= Beginning of Section =
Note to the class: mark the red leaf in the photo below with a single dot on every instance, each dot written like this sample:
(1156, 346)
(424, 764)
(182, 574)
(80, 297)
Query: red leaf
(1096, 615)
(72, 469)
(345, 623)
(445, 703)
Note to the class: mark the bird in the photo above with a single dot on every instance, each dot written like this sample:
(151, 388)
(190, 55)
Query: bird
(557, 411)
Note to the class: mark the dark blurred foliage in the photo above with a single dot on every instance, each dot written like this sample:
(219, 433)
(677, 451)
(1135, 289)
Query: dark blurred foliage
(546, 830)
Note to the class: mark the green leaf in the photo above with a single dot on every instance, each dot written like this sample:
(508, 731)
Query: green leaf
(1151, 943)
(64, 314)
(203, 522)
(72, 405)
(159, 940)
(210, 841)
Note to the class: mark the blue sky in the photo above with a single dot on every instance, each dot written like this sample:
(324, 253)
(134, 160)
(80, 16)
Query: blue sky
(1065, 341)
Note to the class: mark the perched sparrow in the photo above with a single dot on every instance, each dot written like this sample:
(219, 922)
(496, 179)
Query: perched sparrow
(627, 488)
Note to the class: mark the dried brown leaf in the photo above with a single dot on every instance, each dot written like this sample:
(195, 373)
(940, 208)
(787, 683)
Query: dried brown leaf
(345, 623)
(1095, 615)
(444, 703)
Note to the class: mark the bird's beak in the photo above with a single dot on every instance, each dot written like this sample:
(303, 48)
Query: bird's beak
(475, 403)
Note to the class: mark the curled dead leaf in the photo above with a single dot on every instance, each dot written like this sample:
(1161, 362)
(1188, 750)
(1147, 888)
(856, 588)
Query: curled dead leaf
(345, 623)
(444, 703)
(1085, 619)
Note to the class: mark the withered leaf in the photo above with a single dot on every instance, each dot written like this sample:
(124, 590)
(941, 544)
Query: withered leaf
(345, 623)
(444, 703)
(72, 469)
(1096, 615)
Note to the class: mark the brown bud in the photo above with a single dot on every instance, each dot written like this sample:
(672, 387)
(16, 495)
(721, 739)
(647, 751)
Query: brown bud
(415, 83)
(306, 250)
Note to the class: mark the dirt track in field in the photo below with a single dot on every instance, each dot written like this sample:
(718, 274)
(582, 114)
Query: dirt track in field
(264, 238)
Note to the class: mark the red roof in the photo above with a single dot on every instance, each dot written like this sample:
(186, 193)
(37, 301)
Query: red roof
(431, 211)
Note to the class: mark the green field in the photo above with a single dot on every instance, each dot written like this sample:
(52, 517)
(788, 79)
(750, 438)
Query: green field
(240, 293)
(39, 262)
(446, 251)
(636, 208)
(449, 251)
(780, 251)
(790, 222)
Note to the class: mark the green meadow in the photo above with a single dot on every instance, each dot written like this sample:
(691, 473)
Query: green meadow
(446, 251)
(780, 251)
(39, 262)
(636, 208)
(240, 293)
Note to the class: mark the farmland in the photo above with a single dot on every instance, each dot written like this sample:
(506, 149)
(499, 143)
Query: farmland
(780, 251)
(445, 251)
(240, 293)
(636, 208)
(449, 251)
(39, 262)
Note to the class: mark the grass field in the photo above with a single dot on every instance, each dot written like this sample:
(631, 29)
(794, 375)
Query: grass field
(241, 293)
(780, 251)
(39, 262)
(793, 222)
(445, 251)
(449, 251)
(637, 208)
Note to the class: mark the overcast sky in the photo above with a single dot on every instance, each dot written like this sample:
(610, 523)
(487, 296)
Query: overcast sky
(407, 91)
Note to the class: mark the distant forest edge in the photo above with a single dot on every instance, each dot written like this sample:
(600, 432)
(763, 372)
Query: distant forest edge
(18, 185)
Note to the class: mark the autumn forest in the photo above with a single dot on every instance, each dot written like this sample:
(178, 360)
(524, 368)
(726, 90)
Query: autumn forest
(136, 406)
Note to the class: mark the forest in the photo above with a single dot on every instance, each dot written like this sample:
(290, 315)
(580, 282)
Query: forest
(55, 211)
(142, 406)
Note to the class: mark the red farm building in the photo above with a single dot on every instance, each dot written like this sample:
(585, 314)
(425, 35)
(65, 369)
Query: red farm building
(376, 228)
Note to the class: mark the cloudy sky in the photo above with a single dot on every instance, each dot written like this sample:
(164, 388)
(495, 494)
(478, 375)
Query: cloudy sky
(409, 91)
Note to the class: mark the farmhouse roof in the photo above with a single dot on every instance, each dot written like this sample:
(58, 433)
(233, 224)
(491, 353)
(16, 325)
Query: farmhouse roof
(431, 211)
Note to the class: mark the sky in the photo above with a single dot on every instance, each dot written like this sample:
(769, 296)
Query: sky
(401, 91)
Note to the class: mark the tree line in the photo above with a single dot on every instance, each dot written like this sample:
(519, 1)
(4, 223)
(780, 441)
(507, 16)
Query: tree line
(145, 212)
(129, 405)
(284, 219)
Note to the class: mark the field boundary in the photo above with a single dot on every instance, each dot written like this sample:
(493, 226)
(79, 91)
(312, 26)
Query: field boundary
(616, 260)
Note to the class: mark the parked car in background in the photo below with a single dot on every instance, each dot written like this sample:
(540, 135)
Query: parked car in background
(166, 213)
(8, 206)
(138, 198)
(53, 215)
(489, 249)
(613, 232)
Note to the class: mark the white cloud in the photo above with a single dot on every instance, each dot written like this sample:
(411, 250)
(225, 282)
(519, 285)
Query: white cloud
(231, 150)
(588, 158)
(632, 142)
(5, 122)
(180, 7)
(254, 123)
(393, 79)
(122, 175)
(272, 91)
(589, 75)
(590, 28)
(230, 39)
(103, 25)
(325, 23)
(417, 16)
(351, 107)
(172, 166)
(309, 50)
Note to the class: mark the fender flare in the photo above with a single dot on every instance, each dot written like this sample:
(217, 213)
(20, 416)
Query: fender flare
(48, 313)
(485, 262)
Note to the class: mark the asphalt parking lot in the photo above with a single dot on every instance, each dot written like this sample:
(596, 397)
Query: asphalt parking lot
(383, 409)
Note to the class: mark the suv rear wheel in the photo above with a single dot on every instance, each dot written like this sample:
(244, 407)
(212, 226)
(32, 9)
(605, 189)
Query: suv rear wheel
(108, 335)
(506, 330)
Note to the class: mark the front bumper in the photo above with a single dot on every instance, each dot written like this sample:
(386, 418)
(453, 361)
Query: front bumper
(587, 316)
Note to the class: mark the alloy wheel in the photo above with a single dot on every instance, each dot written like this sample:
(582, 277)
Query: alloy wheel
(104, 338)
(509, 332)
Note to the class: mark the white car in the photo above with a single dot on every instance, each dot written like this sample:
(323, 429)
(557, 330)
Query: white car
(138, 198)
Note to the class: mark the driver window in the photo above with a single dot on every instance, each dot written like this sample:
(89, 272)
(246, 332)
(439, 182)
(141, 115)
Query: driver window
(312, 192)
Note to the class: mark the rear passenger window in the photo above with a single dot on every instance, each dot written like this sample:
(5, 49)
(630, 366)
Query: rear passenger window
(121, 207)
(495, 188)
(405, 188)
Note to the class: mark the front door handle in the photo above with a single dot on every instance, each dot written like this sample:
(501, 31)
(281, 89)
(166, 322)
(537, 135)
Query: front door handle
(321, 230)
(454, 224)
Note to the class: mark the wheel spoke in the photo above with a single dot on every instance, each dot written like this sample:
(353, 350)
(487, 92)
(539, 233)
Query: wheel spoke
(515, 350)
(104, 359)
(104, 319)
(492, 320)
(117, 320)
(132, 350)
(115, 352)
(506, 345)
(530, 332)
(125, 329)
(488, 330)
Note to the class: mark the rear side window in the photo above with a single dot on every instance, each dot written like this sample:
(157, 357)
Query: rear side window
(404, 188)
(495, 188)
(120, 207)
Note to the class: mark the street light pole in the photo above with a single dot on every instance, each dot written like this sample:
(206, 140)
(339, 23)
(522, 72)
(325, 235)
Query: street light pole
= End of Section =
_Task item_
Restate the whole listing exactly.

_Result for this exercise_
Note to the class: mark the red leaf in the photo below with a single dot on every instance, each dot written like this sample:
(1156, 346)
(424, 764)
(182, 574)
(80, 297)
Query: red leaf
(1096, 615)
(72, 469)
(345, 623)
(445, 703)
Note to the class: mark the bird in the photo above with a single dot on every instance, each dot written like this sample:
(151, 388)
(190, 55)
Query: bird
(557, 411)
Note to the class: mark the dark blurred foliage in the photo above with a single dot on every instance, each dot written like this sample:
(219, 433)
(677, 451)
(1135, 289)
Query: dark blurred foliage
(546, 830)
Note to the class: mark the green leaf in the photo above with a single dot on every instance, each dot written like this sample:
(508, 731)
Query: green leaf
(1151, 943)
(64, 314)
(203, 522)
(72, 405)
(159, 940)
(210, 841)
Note to the class: mark the blue sky in the photo above with a single dot on every instance, each dot written like this sample:
(324, 253)
(134, 160)
(80, 16)
Query: blue sky
(1065, 341)
Note to the class: mark the perched sparrow in the photo above with a single dot on every instance, each dot written like this sample:
(219, 922)
(496, 179)
Query: perched sparrow
(627, 488)
Note to the class: mark the dried brown leaf in the photo above with a single dot on every instance, each dot written like this sample:
(195, 373)
(940, 208)
(787, 683)
Query: dried brown leaf
(345, 623)
(1095, 615)
(444, 703)
Note to the class: mark the bird's beak in the photo above with a single dot on every instance, each dot written like this sample:
(303, 48)
Query: bird's beak
(475, 403)
Note to the class: mark the curled dead leaf in the photo above with a single dot on every instance, each dot written like this sample:
(1161, 362)
(1188, 750)
(1147, 888)
(856, 588)
Query: curled dead leaf
(345, 623)
(444, 703)
(1085, 619)
Note to the class: mark the withered leaf in the photo above with a single dot on every instance, each dot written like this sample:
(124, 590)
(941, 544)
Query: withered leaf
(345, 623)
(444, 703)
(72, 469)
(1096, 615)
Note to the class: mark the brown bud in the photo above with a single dot on every instance, each dot written like this sample:
(672, 387)
(16, 495)
(721, 739)
(647, 751)
Query: brown bud
(415, 83)
(306, 250)
Note to the class: mark the dirt track in field in the photo below with a single dot on every instance, each dot written like this sample:
(718, 274)
(582, 114)
Query: dirt track in field
(264, 238)
Note to the class: mark the red roof in the photo above with a single dot on every instance, each dot written like this sample:
(186, 193)
(37, 301)
Query: red roof
(431, 211)
Note to the class: mark the green field in the photo above with a single dot on every instance, each dot written like this sample:
(52, 517)
(788, 79)
(750, 438)
Query: green field
(240, 293)
(39, 262)
(446, 251)
(636, 208)
(449, 251)
(780, 251)
(790, 222)
Note to the class: mark the green meadow in the photo above with a single dot on every instance, each dot written like this sample:
(691, 473)
Query: green meadow
(446, 251)
(780, 251)
(39, 262)
(636, 208)
(240, 293)
Note to the class: mark the farmland in the photo above with a single dot on every instance, each dot written like this sample:
(506, 149)
(499, 143)
Query: farmland
(780, 251)
(445, 251)
(240, 293)
(636, 208)
(449, 251)
(39, 262)
Note to the class: mark the grass field in the photo above with a single dot on every instance, each dot written like this sample:
(631, 29)
(794, 375)
Query: grass field
(241, 293)
(780, 251)
(39, 262)
(793, 222)
(445, 251)
(449, 251)
(637, 208)
Note to the class: mark the overcast sky in the photo above with a single dot on every instance, each dot written like this sample:
(610, 523)
(487, 296)
Query: overcast sky
(407, 91)
Note to the class: mark the distant forest edge in the photo above with a single dot on every instance, each dot written like this sample:
(600, 432)
(763, 372)
Query: distant forest edge
(18, 185)
Note to the class: mark the autumn forest in the photo above with a single dot on every instance, each dot written like this sample:
(178, 360)
(524, 368)
(726, 90)
Query: autumn forest
(136, 406)
Note to the class: mark the forest in the photo above with a single dot on every instance, each dot written like this sample:
(290, 315)
(580, 282)
Query: forest
(55, 211)
(142, 406)
Note to the class: mark the red farm building in the photo above with a single dot on every instance, each dot written like this sample:
(585, 314)
(425, 35)
(65, 369)
Query: red farm building
(376, 228)
Note to the class: mark the cloudy sky in the photo above with a single dot on every instance, each dot written like this sample:
(164, 388)
(495, 494)
(478, 375)
Query: cloudy sky
(409, 91)
Note to the class: mark the farmhouse roof in the photo above with a single dot on every instance, each dot written like this sample:
(58, 433)
(233, 224)
(491, 353)
(16, 325)
Query: farmhouse roof
(431, 211)
Note to the class: mark the sky in the photo above with a single dot on every instance, each dot written like this sample:
(769, 296)
Query: sky
(401, 91)
Note to the class: mark the tree line in the photo above with a single dot on every instance, each dot written like this sample:
(519, 1)
(4, 223)
(780, 441)
(507, 16)
Query: tree line
(145, 212)
(129, 405)
(284, 219)
Note to the class: mark the field boundary in the photo above with a single dot on every instance, each dot written like this sample:
(493, 226)
(79, 91)
(312, 26)
Query: field boundary
(616, 260)
Note to the class: mark the parked car in background in the photo below with a single dot on every instance, each dot written like this sample:
(540, 135)
Query: parked car in background
(166, 213)
(8, 206)
(138, 198)
(53, 215)
(489, 249)
(613, 232)
Note to the class: mark the white cloud in the photo above with a single dot on every instance, each dot written like this sample:
(411, 250)
(225, 282)
(519, 285)
Query: white cloud
(231, 150)
(588, 158)
(632, 142)
(5, 122)
(180, 7)
(254, 123)
(393, 79)
(122, 175)
(272, 91)
(589, 75)
(590, 28)
(230, 39)
(103, 25)
(325, 23)
(417, 16)
(351, 107)
(172, 166)
(309, 50)
Note to the class: mark the fender flare in the photo above with a single dot on every instance, each dot written like this sample:
(217, 213)
(20, 416)
Query: fender flare
(48, 313)
(485, 262)
Note to the class: mark the asphalt parking lot in the photo above with a single dot on every instance, each dot written like this sample:
(596, 397)
Query: asphalt parking lot
(383, 409)
Note to the class: mark the suv rear wheel in the photo above with a single dot on every instance, each dot written like this sample:
(244, 407)
(212, 226)
(32, 9)
(605, 189)
Query: suv rear wheel
(108, 335)
(506, 330)
Note to the class: mark the front bumper in the photo above with a single dot on every instance, each dot written like this sample:
(386, 418)
(453, 361)
Query: front bumper
(587, 316)
Note to the class: mark the alloy wheel in the photo above with a single dot on every instance, each dot written like this sample:
(582, 277)
Query: alloy wheel
(104, 338)
(509, 332)
Note to the class: mark the white car in the photo above with a single dot on every instance, each dot written like this sample:
(323, 429)
(557, 330)
Query: white car
(138, 198)
Note to the class: mark the driver window in the photo above with a single dot on every instance, each dot written like this sample:
(89, 272)
(246, 332)
(439, 182)
(141, 115)
Query: driver window
(312, 192)
Note to the class: mark the rear passenger window in the photo above with a single dot on every instance, each dot written like this sample:
(5, 49)
(630, 366)
Query: rear passenger window
(121, 207)
(495, 188)
(405, 188)
Note to the class: mark the front door handle in the photo above with a single dot on every instance, each dot written like this sample:
(501, 31)
(281, 89)
(166, 322)
(537, 135)
Query: front door handle
(321, 230)
(454, 224)
Note to the class: mark the wheel spoke in the photo above with a single dot on every instance, each dot written like this sample:
(353, 350)
(487, 92)
(539, 233)
Query: wheel spoke
(515, 350)
(104, 359)
(104, 319)
(492, 320)
(117, 320)
(132, 350)
(115, 352)
(506, 345)
(530, 332)
(125, 329)
(488, 330)
Note to the class: mark the rear side window in the photo above with a single dot on every instance, each dot written like this sample:
(157, 357)
Query: rear side window
(404, 188)
(495, 188)
(120, 207)
Note to the class: mark the street light pole in the photo above with a single dot on every instance, each dot written like this sample:
(206, 140)
(339, 23)
(522, 72)
(325, 235)
Query: street light pole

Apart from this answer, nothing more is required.